> **Document excerpt**:

== Segment start ==

LAPD Skid Row Searches Found Unconstitutional

A federal judge has ruled that parolees and homeless people have 4th Amendment rights.

A federal judge has ruled that some Los Angeles police tactics in patrolling downtown are unconstitutional, raising questions about the city’s successful campaign to dramatically reduce the number of crimes and homeless people.

U.S. District Judge Dean D. Pregerson found that officers question — and at times search — parolees and probationers without evidence that they might have committed a crime, which the judge said was unconstitutional. He ordered the LAPD to change its practices.

[…]

The Los Angeles Police Department is in the midst of a major crackdown on downtown crime, having made 6,000 arrests in the last six months and recorded a 35% drop in crime. The crackdown has corresponded with a drop in downtown’s street dwellers, from 1,800 last September to fewer than 750 last week, LAPD statistics show. The changes come at a time when the once-blighted city center is undergoing gentrification. The LAPD has vowed to stop the rampant drug dealing on and around skid row, an area in which 20% of the city’s drug arrests are made.

== Segment end ==

> **Task instructions**:
1. In the article on the LAPD skid row searches ruling, list every number written in numerals in the final paragraph.
2. Go on with the article on the LAPD skid row searches ruling from where it stops.

> **Extracted records**:

== Segment start ==

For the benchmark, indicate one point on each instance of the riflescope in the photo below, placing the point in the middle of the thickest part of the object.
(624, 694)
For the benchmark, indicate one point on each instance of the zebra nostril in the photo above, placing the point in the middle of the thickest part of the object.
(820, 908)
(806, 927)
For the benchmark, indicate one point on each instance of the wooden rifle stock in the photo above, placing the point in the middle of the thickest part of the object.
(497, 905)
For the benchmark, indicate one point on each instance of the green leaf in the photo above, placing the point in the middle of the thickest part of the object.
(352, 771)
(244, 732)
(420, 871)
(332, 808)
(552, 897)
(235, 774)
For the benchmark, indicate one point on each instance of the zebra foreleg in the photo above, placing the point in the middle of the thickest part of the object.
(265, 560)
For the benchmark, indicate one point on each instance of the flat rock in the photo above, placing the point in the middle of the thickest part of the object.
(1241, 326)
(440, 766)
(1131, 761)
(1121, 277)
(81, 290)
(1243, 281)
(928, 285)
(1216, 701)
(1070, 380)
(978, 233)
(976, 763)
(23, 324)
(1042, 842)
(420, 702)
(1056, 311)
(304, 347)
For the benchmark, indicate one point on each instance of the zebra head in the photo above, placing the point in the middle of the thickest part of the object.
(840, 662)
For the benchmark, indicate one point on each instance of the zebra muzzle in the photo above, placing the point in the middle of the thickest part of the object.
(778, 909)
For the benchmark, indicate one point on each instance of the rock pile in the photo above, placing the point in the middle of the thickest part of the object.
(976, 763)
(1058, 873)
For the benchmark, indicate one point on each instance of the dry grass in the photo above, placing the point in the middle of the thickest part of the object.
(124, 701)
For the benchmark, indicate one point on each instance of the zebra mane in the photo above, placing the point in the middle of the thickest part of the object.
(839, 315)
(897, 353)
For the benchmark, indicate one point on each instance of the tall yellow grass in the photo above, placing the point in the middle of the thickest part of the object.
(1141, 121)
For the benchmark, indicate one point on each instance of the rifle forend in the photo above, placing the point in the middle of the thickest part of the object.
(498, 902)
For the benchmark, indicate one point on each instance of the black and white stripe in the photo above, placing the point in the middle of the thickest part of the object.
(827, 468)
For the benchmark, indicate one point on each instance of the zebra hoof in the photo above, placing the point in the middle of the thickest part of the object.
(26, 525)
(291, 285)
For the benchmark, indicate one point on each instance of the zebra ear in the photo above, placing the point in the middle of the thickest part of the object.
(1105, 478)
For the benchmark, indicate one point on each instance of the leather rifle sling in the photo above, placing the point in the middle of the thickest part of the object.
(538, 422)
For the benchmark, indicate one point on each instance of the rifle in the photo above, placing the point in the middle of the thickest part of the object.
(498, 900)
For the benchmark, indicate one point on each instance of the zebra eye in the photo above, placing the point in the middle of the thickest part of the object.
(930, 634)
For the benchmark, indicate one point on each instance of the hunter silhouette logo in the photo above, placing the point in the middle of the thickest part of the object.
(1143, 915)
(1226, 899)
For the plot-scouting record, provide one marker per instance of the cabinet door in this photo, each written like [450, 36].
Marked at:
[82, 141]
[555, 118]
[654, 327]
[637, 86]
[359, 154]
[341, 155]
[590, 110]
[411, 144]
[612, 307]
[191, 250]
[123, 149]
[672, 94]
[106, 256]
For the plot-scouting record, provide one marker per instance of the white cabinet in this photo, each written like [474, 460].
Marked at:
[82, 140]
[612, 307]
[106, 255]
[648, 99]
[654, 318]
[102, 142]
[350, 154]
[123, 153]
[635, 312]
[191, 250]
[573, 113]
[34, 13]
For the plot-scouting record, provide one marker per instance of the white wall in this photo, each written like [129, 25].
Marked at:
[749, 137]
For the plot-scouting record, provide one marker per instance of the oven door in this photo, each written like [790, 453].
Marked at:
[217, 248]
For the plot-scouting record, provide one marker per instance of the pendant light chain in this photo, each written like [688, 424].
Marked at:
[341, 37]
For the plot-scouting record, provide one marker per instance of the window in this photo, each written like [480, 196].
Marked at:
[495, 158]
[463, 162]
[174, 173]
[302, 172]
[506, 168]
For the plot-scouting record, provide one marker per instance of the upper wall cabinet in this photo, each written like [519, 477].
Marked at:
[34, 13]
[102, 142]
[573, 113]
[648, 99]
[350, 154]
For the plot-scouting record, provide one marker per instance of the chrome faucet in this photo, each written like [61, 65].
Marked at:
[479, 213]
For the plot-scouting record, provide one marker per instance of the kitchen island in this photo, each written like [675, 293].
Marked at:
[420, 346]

== Segment end ==

> **Answers by task**:
1.
- 6,000 (arrests in the last six months)
- 35% (drop in crime)
- 1,800 (downtown street dwellers last September)
- 750 (fewer than this many street dwellers last week)
- 20% (share of the city's drug arrests made on and around skid row)

2.
City officials have struggled for years to devise a policing policy for downtown that passes legal muster in its treatment of homeless people. A federal appeals court last year found the city’s anti-camping ordinance to be unconstitutional, scuttling LAPD efforts to prevent the homeless from sleeping on downtown sidewalks at night.

Some legal experts said that Pregerson’s decision had established another serious roadblock to the LAPD’s drive to clean up downtown. “It’s an important decision,” said Laurie Levenson, a professor at Loyola Law School. “It sort of resolves an argument percolating out there, that … the LAPD would have permission to stop anybody.” The ruling, she said, reaffirms “the right of the homeless not to be subjected to unwarranted, suspicionless searches. Even if they don’t have much to their name, they still have their constitutional rights.”

The American Civil Liberties Union, which filed the lawsuit that Pregerson ruled on, maintained that police officers routinely stopped people and questioned them about their parole or probation status. Officers often handcuffed them and searched them without any reasonable suspicion of a crime, the organization charged in court papers.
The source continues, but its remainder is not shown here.